• **DIRECTIONS**
Give the data again exactly as written, skipping any pictures.

• **INPUT MATERIAL**
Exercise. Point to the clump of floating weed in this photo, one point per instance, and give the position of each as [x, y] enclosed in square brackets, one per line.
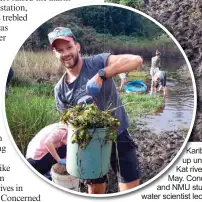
[83, 118]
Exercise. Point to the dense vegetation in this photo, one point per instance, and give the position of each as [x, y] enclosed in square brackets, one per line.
[101, 28]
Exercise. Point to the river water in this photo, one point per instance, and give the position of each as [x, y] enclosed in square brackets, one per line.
[177, 112]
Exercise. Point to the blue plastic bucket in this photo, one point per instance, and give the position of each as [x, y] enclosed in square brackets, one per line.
[93, 161]
[135, 86]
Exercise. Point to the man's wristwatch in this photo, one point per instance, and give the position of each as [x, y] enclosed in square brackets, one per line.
[101, 74]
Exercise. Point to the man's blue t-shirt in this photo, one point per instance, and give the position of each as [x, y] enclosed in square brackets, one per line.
[67, 95]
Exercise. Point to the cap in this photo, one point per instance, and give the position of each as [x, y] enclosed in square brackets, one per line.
[158, 52]
[60, 33]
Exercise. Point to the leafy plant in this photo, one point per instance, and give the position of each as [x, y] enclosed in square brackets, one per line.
[83, 118]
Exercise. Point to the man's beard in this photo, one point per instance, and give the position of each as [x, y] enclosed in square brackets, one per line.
[75, 62]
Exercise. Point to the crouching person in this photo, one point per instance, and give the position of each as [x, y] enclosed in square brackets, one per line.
[159, 82]
[48, 147]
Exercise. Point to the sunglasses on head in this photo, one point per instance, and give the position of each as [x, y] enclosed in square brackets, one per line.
[58, 32]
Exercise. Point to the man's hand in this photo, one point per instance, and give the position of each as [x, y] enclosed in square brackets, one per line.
[62, 161]
[94, 85]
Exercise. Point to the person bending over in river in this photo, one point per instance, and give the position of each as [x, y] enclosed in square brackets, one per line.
[155, 63]
[159, 81]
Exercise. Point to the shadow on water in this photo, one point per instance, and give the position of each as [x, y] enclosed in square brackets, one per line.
[177, 112]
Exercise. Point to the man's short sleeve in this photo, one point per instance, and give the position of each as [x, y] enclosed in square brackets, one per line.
[100, 60]
[58, 99]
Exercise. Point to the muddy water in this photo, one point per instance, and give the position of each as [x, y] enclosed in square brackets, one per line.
[177, 112]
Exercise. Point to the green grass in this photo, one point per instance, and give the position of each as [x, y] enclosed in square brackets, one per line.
[137, 105]
[29, 109]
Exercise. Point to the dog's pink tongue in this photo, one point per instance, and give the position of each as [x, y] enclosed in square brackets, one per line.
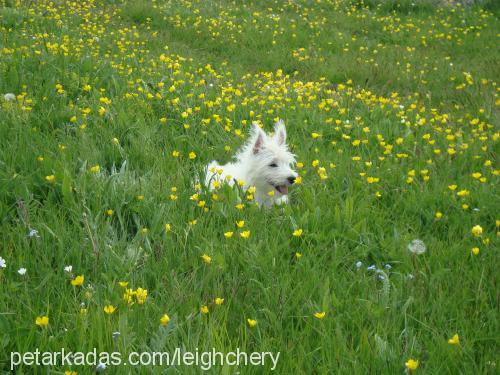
[283, 189]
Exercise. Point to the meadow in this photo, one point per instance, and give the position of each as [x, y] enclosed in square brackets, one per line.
[386, 259]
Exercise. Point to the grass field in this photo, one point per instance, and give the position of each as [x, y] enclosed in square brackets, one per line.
[108, 111]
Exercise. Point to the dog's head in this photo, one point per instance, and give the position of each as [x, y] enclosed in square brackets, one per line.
[271, 160]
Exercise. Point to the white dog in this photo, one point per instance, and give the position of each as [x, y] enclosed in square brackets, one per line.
[264, 162]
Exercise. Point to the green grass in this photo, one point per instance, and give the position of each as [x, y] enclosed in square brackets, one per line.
[108, 90]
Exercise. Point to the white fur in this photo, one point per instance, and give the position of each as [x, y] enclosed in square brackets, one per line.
[253, 166]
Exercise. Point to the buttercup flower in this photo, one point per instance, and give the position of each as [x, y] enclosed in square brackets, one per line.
[42, 321]
[417, 247]
[251, 323]
[109, 309]
[455, 340]
[411, 364]
[320, 315]
[77, 281]
[477, 230]
[164, 320]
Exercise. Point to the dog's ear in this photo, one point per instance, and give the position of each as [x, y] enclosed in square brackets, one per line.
[280, 133]
[258, 136]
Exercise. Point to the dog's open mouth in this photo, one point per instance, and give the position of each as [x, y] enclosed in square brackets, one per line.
[283, 189]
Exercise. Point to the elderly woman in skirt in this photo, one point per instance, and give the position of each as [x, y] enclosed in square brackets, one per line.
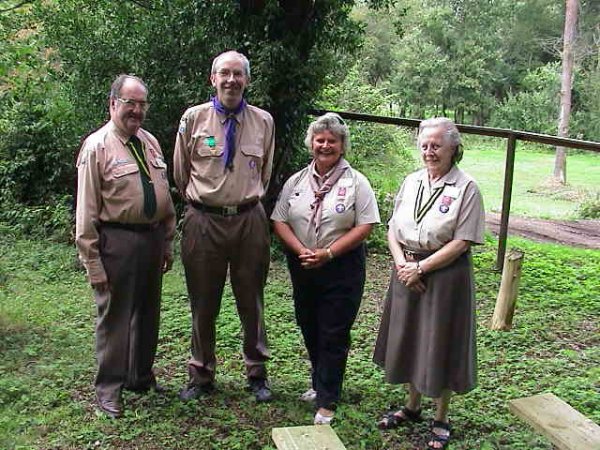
[323, 215]
[427, 333]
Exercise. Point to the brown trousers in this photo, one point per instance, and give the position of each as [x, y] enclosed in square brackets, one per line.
[129, 312]
[211, 244]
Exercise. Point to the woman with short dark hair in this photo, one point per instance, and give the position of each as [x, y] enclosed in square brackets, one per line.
[323, 215]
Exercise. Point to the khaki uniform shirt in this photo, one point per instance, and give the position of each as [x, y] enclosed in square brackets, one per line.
[427, 217]
[109, 189]
[350, 202]
[199, 168]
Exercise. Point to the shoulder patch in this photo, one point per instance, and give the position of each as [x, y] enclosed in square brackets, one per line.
[182, 125]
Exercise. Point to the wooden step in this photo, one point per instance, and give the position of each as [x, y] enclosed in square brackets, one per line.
[563, 425]
[312, 437]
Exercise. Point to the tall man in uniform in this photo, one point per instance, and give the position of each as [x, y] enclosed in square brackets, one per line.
[222, 165]
[125, 223]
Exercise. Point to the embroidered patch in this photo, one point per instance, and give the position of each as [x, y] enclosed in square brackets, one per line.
[447, 200]
[452, 191]
[182, 126]
[122, 162]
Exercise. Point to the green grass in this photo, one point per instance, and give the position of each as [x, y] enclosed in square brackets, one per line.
[47, 360]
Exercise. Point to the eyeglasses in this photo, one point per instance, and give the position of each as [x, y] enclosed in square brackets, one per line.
[226, 73]
[144, 106]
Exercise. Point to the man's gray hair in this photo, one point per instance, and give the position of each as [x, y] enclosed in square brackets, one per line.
[237, 55]
[115, 88]
[331, 122]
[451, 134]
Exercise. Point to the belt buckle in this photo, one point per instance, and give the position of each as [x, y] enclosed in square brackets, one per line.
[230, 210]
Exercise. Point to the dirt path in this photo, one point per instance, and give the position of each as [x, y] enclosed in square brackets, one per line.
[577, 233]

• **SOLUTION FOR THIS TASK**
Exercise. Point to the clump of floating weed in this photo, one point per instance, and give the position of each as [x, y] enclosed in square brackets, one per line.
[83, 118]
Exercise. Point to the dense vegetation in this photo, one point per instance, and give the position of each as [x, y] enclosed in square brackets, one per line.
[101, 28]
Exercise. Point to the river water in this photo, one point per instance, and give the position of each as [x, y] enclosed in square brackets, one per line.
[177, 112]
Exercise. Point to the blue plastic bucket in this photo, one point per instance, and give the position of each as [x, y] enclosed in square brackets, one per line.
[93, 161]
[135, 86]
Exercise. Point to the man's wristwatch in this photo, one point per instance, and give the position of each as [x, y] enclosed in square brackets, one per line.
[101, 74]
Exercise. Point to the man's blue t-shirt in this photo, one point per instance, and give the position of each as [x, y] enclosed in square brackets, one per line.
[67, 95]
Exercise. Point to the cap in this photo, one point per instance, and give the position of each as [x, y] enclosed in square brackets, one per line.
[158, 52]
[60, 33]
Exercise. Point to the leafy plant in this photo, one point per instance, and give the position of each as [x, y] enclosed in square brackets, one per line.
[83, 118]
Exercise. Point to the man's beard in this photo, one point per instance, and give the position of each as [x, y] enclosed in square brackets, one per line.
[75, 62]
Exercise. Point to the crouching person in this photo, one point per instance, and give the position of each as [x, y] enclosed in square brackets, one per line.
[159, 82]
[48, 147]
Exercise. Point to the sunglasses on head in this photo, one point per instance, and give the position of each as [x, y] enclosed in square brackets, one per line.
[58, 32]
Exercise. Point to the man's hand in this photo, one point per instance, and give the position of each as [x, y] enclosed in square brackets, one per line.
[62, 161]
[94, 85]
Exercise. Point to the person bending over in river in this photo, one point per instance, and give the position of each as [x, y] enclosed in square brackets, one per line.
[155, 63]
[159, 81]
Exercise. Point to the shadow on water in this photo, one point per instance, and give the position of each as [x, y] enclosed in square brackets, one per line.
[177, 112]
Exercise. Point to the man's short sleeve in this photo, one point per instance, and give the position of each as [x, y] enclosed in square brackets, one per line.
[100, 60]
[58, 99]
Exercise. Point to the muddy water in this photo, one point per instance, and give the position of each as [x, y] enclosed in square brackets, one per line.
[177, 112]
Exercise. Point to the green grass in this photo, one point per instance, and give the position of each as [x, y] enclosed in square brackets, one per line.
[137, 105]
[29, 109]
Exercise. Point to the dog's pink tongue in this photo, one point per instance, and give the position of each as [x, y] enclosed in square brackets, one per line.
[283, 189]
Exercise. Point to the meadow in this photo, one point per instance, and give the position of each as [x, y] enclosed in square brackets, one per line.
[386, 259]
Exercise. Point to the grass field in this photo, one point per instance, and give the position of each as [x, y] enclosed in square brackets, one per line.
[108, 111]
Exercise. Point to the dog's head in this photo, one point per instance, and give the position of each as [x, y] enclosed in square brackets, one per line.
[271, 160]
Exercise. Point to the white dog in this photo, one point per instance, and give the position of each as [x, y] enclosed in square brackets, one per line.
[264, 162]
Exercise. Point to the green grass in this photo, one point per instance, and give the position of each as [x, y] enclosed in square brackets, one per line.
[108, 90]
Exercise. Point to the white fur in this photo, one point per instance, and give the position of each as [x, y] enclosed in square brackets, one per line.
[253, 166]
Exercise. Point to the buttercup flower in this photo, one point per instance, and give the position of each as [x, y] enclosed in square brackets, one per line.
[42, 321]
[417, 247]
[251, 323]
[109, 309]
[455, 340]
[411, 364]
[320, 315]
[77, 281]
[477, 230]
[164, 320]
Exercise. Point to the dog's ear in this photo, one point per instance, and give the position of each as [x, y] enclosed in square brackets, one per line.
[280, 133]
[258, 136]
Exercise. Point to the dog's open mouth in this photo, one point per instance, and give the position of each as [x, y] enclosed in square brackets, one per line.
[283, 189]
Exercise. Point to the elderly woman in skirt in this photo, one point per instance, and give the position of each as [x, y] enclosed in square brackets, one per line.
[323, 215]
[427, 333]
Exercise. Point to the brown trousers in this photo, one point per instance, and give the position of each as [x, y] enclosed in square brackets, one per line.
[129, 312]
[211, 244]
Exercise. Point to the woman with short dark hair in this photo, one point per instance, and give the position of each as [x, y] enclosed in square brackets, one per line.
[323, 215]
Exercise. Point to the khaki uniform shirt in this photo, one point per instance, and give the position of each as [x, y] enclosed in square brackets, one per line.
[427, 217]
[109, 189]
[350, 202]
[199, 168]
Exercise. Point to the shoulder patch in this photo, one point per instance, and give the position of each as [x, y] enclosed in square brackets, one per line.
[182, 125]
Exercise. Point to the wooden step in this photo, one point per instance, and give the position of each as [x, y] enclosed in square brackets, one per line.
[563, 425]
[312, 437]
Exercise. Point to the tall man in uniform in this photo, one point per instance, and give the position of each as [x, y] enclosed in square brackets, one per line.
[222, 165]
[125, 223]
Exercise. Point to the embroidered patch in this photo, one point per instance, and give the position of each as [x, y] enclosed in square brackets, one per line.
[447, 200]
[452, 191]
[182, 126]
[122, 162]
Exercise. Point to the green grass in this photo, one point per instance, and give the position of each as [x, y] enclosed in square brackets, one per line.
[47, 360]
Exercise. Point to the eyeglasses in this photo, one point per instance, and give the position of each as [x, y] enclosed in square brackets, one per line.
[226, 73]
[144, 106]
Exercise. Point to the man's gray hair in this photo, one point per instance, and give the position of each as [x, y] enclosed in square brackets, one per line.
[237, 55]
[115, 88]
[331, 122]
[451, 134]
Exercise. Point to the belt buckle in this photo, one point per instance, and give the position of each as [x, y] enclosed in square brackets, one per line.
[230, 210]
Exercise. Point to the dirt path in this photo, one point per instance, and give the position of each as [x, y] enclosed in square brackets, one per line.
[577, 233]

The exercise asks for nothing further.